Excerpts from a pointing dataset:
·····
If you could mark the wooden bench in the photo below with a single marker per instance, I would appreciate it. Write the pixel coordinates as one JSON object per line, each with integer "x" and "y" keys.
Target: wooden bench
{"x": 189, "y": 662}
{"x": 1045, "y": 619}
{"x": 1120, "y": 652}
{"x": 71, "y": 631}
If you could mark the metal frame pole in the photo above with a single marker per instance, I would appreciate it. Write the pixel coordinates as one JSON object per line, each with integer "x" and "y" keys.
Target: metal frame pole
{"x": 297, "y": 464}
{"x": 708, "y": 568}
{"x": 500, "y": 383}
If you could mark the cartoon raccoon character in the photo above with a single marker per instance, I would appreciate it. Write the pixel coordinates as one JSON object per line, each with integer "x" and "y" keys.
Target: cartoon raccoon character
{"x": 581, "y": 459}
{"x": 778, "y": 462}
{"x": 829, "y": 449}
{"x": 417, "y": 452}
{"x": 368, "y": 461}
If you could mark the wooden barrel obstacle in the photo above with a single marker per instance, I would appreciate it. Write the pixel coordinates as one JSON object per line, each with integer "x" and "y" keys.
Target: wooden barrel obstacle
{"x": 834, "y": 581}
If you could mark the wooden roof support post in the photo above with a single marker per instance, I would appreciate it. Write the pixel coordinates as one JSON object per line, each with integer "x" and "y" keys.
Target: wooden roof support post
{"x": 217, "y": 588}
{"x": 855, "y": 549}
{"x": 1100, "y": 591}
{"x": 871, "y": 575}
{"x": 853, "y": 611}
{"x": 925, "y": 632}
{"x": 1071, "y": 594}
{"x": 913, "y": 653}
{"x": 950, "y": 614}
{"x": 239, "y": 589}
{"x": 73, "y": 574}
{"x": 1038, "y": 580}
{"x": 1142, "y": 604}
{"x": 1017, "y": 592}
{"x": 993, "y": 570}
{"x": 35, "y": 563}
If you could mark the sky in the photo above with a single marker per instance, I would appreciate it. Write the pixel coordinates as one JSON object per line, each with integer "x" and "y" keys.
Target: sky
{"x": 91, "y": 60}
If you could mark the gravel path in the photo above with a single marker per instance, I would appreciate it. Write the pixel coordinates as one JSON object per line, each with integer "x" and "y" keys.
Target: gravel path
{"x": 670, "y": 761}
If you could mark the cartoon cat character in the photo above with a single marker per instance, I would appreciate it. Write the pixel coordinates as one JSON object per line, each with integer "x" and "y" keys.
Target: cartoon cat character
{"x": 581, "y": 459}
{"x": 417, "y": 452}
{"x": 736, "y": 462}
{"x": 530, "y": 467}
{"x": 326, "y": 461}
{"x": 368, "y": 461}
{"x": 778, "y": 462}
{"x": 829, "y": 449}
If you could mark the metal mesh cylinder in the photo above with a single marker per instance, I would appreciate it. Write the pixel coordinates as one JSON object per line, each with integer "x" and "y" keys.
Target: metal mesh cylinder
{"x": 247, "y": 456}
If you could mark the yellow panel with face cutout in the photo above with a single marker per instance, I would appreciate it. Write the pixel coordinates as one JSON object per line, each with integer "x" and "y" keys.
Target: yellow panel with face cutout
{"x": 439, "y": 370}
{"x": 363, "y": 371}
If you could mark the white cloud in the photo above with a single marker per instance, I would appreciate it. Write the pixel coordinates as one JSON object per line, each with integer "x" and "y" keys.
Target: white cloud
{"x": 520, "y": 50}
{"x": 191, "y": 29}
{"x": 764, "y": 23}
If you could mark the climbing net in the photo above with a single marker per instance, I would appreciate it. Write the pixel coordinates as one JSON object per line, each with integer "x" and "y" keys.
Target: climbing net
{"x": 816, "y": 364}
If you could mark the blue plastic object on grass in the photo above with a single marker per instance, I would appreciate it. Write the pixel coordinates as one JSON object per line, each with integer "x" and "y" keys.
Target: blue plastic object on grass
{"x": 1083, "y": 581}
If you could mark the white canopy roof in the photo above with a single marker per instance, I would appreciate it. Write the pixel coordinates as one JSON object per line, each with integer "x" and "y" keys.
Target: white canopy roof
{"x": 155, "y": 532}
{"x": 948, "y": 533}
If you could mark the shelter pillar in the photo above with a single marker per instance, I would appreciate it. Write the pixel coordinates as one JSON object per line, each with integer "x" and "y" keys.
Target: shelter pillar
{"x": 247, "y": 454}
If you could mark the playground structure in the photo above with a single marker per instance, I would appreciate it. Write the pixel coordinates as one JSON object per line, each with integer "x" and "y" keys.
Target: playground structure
·····
• [Stated exercise]: Copy every line of the records above word for word, without changing anything.

• [Complete response]:
If you could mark the wooden bench in the photo below with a single marker per instance, I would appreciate it. Write the pixel coordinates as one JSON object per line, each with integer "x" and "y" keys.
Target: wooden bench
{"x": 189, "y": 662}
{"x": 1045, "y": 619}
{"x": 1120, "y": 652}
{"x": 71, "y": 631}
If you could mark the metal frame pole in the photo above with a single marker per instance, I would appreciate it. Write the pixel coordinates as one JSON object per line, each with integer "x" and "y" keys.
Target: metal frame pole
{"x": 297, "y": 464}
{"x": 708, "y": 568}
{"x": 500, "y": 383}
If you could mark the cartoon raccoon character in the photo above with a single marker per instance, I would appreciate it. Write the pixel coordinates as one JSON object per line, each with integer "x" and "y" keys.
Target: cartoon raccoon character
{"x": 581, "y": 459}
{"x": 778, "y": 462}
{"x": 829, "y": 449}
{"x": 417, "y": 452}
{"x": 368, "y": 461}
If you could mark the wooden barrel obstacle in the photo above with a single marker per instance, I would appreciate it. Write the pixel coordinates as one JSON object per line, each with integer "x" and "y" keys.
Target: wooden barrel obstacle
{"x": 834, "y": 581}
If you could mark the wooden roof support post in the photo above with a single marker per instance, I would appreciate it. Write the pixel coordinates as one JSON object per line, each with integer "x" and "y" keys.
Target: wooden roof support post
{"x": 217, "y": 588}
{"x": 855, "y": 549}
{"x": 1100, "y": 591}
{"x": 871, "y": 575}
{"x": 853, "y": 611}
{"x": 925, "y": 632}
{"x": 1071, "y": 594}
{"x": 913, "y": 653}
{"x": 950, "y": 614}
{"x": 239, "y": 589}
{"x": 73, "y": 574}
{"x": 1038, "y": 580}
{"x": 1142, "y": 604}
{"x": 1017, "y": 592}
{"x": 993, "y": 570}
{"x": 35, "y": 563}
If you could mark the sky in the photo above with a single marker per instance, I would appreciate it. Write the pixel coordinates as one JSON object per line, each with integer "x" and "y" keys.
Target: sky
{"x": 91, "y": 60}
If you could mark the gravel path in the photo above with a single marker per instance, I would appreciate it. Write the pixel coordinates as one JSON object per line, each with integer "x" and "y" keys.
Target: gravel path
{"x": 670, "y": 761}
If you could mark the cartoon cat character in the photo above with a single marker per instance, I would appreciate it. Write the pixel coordinates as one JSON object per line, each with integer "x" and "y" keys.
Target: cartoon cat character
{"x": 581, "y": 459}
{"x": 417, "y": 452}
{"x": 736, "y": 462}
{"x": 530, "y": 467}
{"x": 326, "y": 461}
{"x": 368, "y": 461}
{"x": 778, "y": 462}
{"x": 829, "y": 449}
If you could mark the metal mesh cylinder in the photo above with a single marker per instance, I would appreciate it. Write the pixel coordinates as one JSON object per line, each with integer "x" and "y" keys.
Target: metal mesh cylinder
{"x": 247, "y": 456}
If you could mark the yellow panel with face cutout in the photo above with a single marker per instance, I would appreciate it. Write the pixel coordinates as one JSON object per line, each with integer "x" and "y" keys.
Target: yellow panel with face cutout
{"x": 439, "y": 370}
{"x": 363, "y": 371}
If you could mark the white cloud in the photo above with a single marker per instance, I would appreciate it. Write the pixel coordinates as one JSON object per line, each with integer "x" and "y" keys.
Target: white cloud
{"x": 520, "y": 50}
{"x": 191, "y": 29}
{"x": 764, "y": 23}
If you could mark the climbing net in the photo above with a single marker per instance, I would appreciate it. Write the pixel coordinates as one JSON object per line, each with integer "x" and "y" keys.
Target: climbing net
{"x": 816, "y": 364}
If you could mark the blue plastic object on grass in the photo above with a single marker per instance, I would appreciate it. Write the pixel coordinates as one JSON object per line, each with integer "x" and "y" keys.
Target: blue plastic object on grass
{"x": 1083, "y": 581}
If you could mark the white canopy roof in the photo above with a single marker per instance, I would appreciate it. Write the pixel coordinates as one JSON object per line, each with integer "x" and "y" keys.
Target: white canopy roof
{"x": 155, "y": 532}
{"x": 948, "y": 533}
If you could mark the shelter pillar in the photo above with a single marker per instance, I would appreciate it. Write the pixel coordinates as one JSON object per line, each with integer "x" and "y" keys.
Target: shelter pillar
{"x": 247, "y": 454}
If you could mark the playground structure in the photo above with a single marker per instance, I would appreciate it. Write the pixel coordinates as one JSON object per line, each with integer "x" and "y" keys.
Target: playground structure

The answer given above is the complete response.